# Task input
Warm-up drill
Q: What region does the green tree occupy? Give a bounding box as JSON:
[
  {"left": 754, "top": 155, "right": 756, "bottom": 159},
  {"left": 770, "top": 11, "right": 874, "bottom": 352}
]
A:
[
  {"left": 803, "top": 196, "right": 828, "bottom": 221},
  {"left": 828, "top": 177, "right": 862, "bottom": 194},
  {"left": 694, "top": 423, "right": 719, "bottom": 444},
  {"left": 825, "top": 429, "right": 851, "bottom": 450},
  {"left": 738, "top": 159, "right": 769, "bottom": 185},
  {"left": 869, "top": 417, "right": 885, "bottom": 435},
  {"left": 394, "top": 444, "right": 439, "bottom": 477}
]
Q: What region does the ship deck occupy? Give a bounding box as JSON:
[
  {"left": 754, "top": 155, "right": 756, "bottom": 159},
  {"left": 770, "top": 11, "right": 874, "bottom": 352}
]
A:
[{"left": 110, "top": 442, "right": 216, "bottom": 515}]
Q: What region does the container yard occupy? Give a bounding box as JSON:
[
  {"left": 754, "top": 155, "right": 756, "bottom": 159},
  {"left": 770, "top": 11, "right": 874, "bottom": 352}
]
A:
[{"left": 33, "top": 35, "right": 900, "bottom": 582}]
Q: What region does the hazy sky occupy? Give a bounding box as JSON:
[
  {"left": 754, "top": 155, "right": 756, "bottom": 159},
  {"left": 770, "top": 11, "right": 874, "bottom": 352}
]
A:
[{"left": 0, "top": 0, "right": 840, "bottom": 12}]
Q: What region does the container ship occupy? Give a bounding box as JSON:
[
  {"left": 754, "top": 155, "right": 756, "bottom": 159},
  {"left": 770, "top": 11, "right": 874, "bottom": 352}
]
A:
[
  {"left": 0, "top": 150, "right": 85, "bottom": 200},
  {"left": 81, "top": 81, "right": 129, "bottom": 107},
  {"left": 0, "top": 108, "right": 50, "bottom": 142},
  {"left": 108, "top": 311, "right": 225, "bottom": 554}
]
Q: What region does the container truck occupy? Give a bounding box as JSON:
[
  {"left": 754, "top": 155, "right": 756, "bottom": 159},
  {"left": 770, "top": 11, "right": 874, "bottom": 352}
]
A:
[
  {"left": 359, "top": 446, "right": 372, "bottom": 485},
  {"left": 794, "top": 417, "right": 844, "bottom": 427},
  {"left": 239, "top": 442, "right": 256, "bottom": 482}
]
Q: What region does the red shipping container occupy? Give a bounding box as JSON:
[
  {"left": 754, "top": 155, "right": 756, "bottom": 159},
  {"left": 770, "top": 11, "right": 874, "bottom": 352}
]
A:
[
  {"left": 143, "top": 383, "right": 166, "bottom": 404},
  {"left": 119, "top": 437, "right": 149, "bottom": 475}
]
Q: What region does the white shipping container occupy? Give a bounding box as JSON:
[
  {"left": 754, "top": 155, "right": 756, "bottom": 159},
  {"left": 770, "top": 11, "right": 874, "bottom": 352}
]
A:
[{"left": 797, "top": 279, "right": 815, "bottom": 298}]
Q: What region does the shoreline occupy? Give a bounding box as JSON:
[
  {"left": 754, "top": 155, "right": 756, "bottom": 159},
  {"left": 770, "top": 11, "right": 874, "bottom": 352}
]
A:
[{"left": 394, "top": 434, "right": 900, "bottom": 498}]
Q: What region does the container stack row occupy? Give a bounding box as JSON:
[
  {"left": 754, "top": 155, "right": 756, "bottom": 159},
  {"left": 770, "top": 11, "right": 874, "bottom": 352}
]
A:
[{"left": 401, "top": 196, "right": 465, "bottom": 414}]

# Task goal
Reproduce the entire listing above verbatim, from its first line to its last, with no changes.

# Solved exercise
Warm-up drill
Q: What region does the green tree occupy? Give a bounding box as JSON:
[
  {"left": 754, "top": 155, "right": 756, "bottom": 159},
  {"left": 770, "top": 11, "right": 874, "bottom": 352}
]
A:
[
  {"left": 803, "top": 196, "right": 828, "bottom": 221},
  {"left": 828, "top": 177, "right": 862, "bottom": 194},
  {"left": 694, "top": 423, "right": 719, "bottom": 444},
  {"left": 825, "top": 429, "right": 851, "bottom": 450},
  {"left": 738, "top": 159, "right": 769, "bottom": 185},
  {"left": 869, "top": 417, "right": 885, "bottom": 435},
  {"left": 394, "top": 444, "right": 439, "bottom": 477}
]
Q: What region does the ship deck occupy? Give a bounding box as JSON:
[
  {"left": 754, "top": 155, "right": 756, "bottom": 159},
  {"left": 770, "top": 11, "right": 874, "bottom": 352}
]
A:
[{"left": 110, "top": 442, "right": 216, "bottom": 515}]
Q: What region does the container yard occupy? Give a bounding box as JSON:
[
  {"left": 754, "top": 155, "right": 756, "bottom": 159},
  {"left": 770, "top": 11, "right": 874, "bottom": 352}
]
A:
[{"left": 33, "top": 35, "right": 900, "bottom": 582}]
Q: What region does the hazy sky occupy? Give a bounding box as JSON:
[
  {"left": 754, "top": 155, "right": 756, "bottom": 159},
  {"left": 770, "top": 11, "right": 874, "bottom": 352}
]
A:
[{"left": 0, "top": 0, "right": 840, "bottom": 12}]
Q: What region does the container ship occupy? Give a bounding box as JSON:
[
  {"left": 754, "top": 155, "right": 756, "bottom": 159},
  {"left": 770, "top": 11, "right": 874, "bottom": 352}
]
A:
[
  {"left": 0, "top": 150, "right": 85, "bottom": 200},
  {"left": 81, "top": 81, "right": 129, "bottom": 107},
  {"left": 0, "top": 108, "right": 50, "bottom": 142},
  {"left": 108, "top": 311, "right": 225, "bottom": 554}
]
Q: What region does the container truck occupy? Give a bounding box as JSON:
[
  {"left": 754, "top": 155, "right": 756, "bottom": 159},
  {"left": 770, "top": 11, "right": 874, "bottom": 352}
]
A:
[
  {"left": 359, "top": 446, "right": 372, "bottom": 485},
  {"left": 794, "top": 417, "right": 844, "bottom": 427},
  {"left": 239, "top": 442, "right": 256, "bottom": 482}
]
Q: What region does the red shipping container occupy? Give a bounding box as JSON:
[
  {"left": 754, "top": 155, "right": 756, "bottom": 159},
  {"left": 770, "top": 11, "right": 874, "bottom": 352}
]
A:
[
  {"left": 143, "top": 383, "right": 166, "bottom": 404},
  {"left": 119, "top": 437, "right": 149, "bottom": 475}
]
Q: What region does the white shipping container occupy? Give a bounding box as JSON:
[
  {"left": 754, "top": 155, "right": 756, "bottom": 159},
  {"left": 770, "top": 11, "right": 874, "bottom": 352}
]
A:
[{"left": 797, "top": 279, "right": 815, "bottom": 298}]
Q: What region does the shoreline occupy? Give a bounding box as JSON:
[
  {"left": 754, "top": 155, "right": 756, "bottom": 159},
  {"left": 770, "top": 11, "right": 874, "bottom": 352}
]
A:
[{"left": 394, "top": 434, "right": 900, "bottom": 498}]
Q: What region does the container stack row occupy? Give a bounding box as JSON:
[
  {"left": 754, "top": 155, "right": 756, "bottom": 159},
  {"left": 770, "top": 11, "right": 874, "bottom": 352}
]
A:
[{"left": 401, "top": 196, "right": 465, "bottom": 414}]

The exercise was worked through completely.